- Exercise requirements -
Rewrite the lines from the one that has "navy blue tennis" through the one that has "point(631, 425)", with "site survey log" in place of "shelf-audit log" and everything else left the same.

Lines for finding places
▽
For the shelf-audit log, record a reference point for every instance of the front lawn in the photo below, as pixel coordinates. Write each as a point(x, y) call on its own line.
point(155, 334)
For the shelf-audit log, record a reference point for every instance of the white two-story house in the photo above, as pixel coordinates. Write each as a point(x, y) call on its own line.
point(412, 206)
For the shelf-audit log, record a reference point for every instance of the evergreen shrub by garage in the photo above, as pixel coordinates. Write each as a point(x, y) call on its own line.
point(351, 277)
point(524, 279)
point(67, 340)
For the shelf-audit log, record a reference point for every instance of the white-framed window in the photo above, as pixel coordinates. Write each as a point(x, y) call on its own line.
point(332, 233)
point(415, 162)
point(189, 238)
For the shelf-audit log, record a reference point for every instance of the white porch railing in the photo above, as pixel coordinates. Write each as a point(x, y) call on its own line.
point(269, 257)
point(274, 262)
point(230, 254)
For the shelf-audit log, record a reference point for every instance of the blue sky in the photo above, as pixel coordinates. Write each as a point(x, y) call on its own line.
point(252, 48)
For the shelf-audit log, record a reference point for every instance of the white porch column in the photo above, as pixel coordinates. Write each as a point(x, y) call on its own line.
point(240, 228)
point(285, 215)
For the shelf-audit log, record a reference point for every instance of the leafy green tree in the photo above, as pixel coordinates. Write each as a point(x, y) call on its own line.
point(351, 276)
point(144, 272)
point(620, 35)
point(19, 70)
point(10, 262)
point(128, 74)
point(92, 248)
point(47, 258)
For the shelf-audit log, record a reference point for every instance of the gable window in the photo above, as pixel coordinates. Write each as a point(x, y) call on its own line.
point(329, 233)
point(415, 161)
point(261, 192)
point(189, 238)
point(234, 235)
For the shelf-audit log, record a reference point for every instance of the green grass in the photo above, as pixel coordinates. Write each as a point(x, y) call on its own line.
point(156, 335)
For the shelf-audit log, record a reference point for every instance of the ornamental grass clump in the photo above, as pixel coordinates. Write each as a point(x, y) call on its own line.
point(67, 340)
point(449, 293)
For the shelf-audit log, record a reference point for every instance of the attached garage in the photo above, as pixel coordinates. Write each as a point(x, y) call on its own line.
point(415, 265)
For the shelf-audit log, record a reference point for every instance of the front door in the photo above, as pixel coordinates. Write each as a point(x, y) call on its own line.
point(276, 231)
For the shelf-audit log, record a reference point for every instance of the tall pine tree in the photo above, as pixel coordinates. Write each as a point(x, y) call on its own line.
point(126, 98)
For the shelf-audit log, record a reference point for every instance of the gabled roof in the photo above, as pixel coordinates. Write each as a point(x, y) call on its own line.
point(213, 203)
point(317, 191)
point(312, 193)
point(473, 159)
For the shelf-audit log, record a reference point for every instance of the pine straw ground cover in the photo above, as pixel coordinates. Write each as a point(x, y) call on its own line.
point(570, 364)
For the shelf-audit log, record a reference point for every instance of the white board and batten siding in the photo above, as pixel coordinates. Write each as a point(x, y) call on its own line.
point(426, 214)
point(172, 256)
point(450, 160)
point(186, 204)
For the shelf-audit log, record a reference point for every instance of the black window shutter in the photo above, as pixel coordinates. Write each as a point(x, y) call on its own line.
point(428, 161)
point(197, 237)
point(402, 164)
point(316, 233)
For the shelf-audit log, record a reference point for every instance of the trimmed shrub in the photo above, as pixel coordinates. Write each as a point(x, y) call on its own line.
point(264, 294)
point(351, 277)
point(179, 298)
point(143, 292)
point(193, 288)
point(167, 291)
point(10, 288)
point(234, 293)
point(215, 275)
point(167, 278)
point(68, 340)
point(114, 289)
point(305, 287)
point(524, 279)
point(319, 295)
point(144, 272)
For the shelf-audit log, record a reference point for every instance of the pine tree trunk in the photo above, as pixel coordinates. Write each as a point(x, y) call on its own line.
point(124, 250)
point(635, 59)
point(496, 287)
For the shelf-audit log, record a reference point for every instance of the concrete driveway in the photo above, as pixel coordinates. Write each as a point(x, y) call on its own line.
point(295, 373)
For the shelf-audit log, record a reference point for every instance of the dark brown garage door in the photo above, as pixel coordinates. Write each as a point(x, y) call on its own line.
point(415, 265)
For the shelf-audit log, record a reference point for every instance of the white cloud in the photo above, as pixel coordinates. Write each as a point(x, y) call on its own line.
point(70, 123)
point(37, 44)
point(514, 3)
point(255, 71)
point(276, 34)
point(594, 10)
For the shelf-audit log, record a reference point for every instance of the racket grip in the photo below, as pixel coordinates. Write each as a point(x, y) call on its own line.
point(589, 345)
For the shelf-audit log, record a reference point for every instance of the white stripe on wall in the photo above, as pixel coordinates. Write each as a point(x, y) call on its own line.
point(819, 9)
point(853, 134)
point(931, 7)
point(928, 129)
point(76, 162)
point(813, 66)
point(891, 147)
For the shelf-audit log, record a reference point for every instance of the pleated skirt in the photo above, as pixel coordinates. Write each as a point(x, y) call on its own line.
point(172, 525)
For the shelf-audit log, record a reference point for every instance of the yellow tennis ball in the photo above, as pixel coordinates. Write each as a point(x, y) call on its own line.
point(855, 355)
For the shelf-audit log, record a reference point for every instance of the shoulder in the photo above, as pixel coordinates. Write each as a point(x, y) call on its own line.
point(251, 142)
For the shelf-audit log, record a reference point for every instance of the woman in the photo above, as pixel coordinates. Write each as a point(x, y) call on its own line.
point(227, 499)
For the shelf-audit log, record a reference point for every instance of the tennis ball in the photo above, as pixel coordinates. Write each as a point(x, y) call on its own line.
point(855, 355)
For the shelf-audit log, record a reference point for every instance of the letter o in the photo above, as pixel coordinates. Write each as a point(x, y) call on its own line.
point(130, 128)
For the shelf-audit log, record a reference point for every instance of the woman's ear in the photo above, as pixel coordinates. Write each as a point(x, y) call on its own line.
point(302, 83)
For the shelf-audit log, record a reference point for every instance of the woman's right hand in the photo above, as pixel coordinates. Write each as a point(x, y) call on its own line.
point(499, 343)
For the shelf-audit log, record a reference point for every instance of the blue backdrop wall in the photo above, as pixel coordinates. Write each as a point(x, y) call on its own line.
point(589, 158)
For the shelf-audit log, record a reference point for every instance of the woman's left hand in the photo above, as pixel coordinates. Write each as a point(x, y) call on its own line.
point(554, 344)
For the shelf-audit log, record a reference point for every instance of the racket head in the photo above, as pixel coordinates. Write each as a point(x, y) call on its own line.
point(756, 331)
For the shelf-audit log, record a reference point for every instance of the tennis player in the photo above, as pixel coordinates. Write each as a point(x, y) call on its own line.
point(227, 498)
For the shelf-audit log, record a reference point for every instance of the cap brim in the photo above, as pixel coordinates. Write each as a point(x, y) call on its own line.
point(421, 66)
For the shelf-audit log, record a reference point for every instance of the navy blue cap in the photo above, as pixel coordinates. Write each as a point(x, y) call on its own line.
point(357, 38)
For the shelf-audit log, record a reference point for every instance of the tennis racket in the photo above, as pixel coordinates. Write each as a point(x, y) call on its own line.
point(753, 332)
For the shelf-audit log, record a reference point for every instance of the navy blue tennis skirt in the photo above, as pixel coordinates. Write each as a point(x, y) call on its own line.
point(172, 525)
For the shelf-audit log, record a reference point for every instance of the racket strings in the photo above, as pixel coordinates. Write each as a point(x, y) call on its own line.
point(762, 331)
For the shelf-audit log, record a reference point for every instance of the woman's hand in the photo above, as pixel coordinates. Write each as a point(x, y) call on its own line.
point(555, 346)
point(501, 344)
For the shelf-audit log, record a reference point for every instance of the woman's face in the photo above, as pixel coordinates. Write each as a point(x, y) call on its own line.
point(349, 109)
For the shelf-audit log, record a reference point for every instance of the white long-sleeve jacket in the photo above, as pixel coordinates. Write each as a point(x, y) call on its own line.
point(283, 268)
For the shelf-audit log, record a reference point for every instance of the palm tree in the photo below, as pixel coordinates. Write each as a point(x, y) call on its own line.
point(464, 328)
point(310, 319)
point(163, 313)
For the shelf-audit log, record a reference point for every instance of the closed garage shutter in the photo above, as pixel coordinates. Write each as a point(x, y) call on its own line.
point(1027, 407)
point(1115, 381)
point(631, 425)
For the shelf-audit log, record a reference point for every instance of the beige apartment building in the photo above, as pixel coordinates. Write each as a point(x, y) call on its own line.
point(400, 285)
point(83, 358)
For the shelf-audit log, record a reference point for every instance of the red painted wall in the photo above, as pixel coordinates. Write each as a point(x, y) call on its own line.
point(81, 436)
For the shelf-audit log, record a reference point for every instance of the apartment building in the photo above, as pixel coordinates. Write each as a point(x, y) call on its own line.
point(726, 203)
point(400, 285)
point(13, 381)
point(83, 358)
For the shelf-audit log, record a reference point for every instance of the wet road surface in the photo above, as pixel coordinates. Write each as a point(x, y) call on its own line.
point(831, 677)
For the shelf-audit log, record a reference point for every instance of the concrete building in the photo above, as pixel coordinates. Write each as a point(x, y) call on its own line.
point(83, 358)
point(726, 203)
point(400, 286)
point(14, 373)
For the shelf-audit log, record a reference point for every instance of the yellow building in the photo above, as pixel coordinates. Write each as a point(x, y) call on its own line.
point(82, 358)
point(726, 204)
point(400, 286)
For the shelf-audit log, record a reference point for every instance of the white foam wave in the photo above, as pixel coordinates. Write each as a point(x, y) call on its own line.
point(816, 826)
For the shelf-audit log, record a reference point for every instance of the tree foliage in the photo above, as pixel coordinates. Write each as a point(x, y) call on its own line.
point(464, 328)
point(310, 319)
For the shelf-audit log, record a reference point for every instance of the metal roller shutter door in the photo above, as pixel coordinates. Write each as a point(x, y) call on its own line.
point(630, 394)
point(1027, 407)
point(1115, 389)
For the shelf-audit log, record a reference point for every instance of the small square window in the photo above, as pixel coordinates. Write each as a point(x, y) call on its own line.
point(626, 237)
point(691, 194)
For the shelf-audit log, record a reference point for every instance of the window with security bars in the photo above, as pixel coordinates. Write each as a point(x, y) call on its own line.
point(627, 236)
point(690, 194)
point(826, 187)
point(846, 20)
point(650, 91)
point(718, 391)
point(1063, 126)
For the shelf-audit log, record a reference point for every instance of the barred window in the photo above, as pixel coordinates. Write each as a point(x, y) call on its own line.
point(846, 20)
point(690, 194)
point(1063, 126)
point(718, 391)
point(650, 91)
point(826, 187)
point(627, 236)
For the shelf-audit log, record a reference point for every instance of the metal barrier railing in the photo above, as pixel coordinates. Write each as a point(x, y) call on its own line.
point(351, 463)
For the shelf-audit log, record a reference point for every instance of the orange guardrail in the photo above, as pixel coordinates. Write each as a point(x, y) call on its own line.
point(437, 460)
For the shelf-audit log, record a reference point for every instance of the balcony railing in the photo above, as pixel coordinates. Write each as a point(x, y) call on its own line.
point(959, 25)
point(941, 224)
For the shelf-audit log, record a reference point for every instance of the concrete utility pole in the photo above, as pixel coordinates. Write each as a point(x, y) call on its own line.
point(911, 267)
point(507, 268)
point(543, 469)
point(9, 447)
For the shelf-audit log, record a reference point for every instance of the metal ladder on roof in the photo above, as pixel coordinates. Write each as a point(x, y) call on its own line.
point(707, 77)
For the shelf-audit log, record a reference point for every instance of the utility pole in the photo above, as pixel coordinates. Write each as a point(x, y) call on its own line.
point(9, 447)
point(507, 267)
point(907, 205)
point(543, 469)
△
- Answer to this exercise -
For the site survey log, record a reference point for every instance of the navy blue tennis skirt in the photo above, as pixel coordinates. Write each as a point(x, y) call on its own line.
point(172, 525)
For the site survey log, record a reference point for every instance of the racket strings in the photo above, as pixel coordinates. Write each as a point(x, y) call on its own line.
point(762, 331)
For the site survey log, record a reference point for every instance of the woman's hand in the photo above, as pixel coordinates. Write each as a point(x, y) call on its own line.
point(555, 346)
point(501, 344)
For the site survey log, record a reference point for every instance of the woman's face in the photo above, as pixel coordinates. Write each as a point(x, y) call on its own line.
point(349, 109)
For the site survey log, record a reference point for every instance of the white long-sleeve jacket in the photo above, as pixel coordinates. Write each as a point(x, y) call on its own line.
point(283, 268)
For the site survey log, record a reference point for every instance of the palm tree in the photo below, as pixel coordinates. Write each as a point(x, y) call on its own line.
point(464, 328)
point(310, 319)
point(163, 313)
For the site survey log, record a reference point for every instance of the closed garage shutter in the photo above, as pixel coordinates. Write each as a point(x, y) call on its own line.
point(1027, 407)
point(1115, 381)
point(631, 425)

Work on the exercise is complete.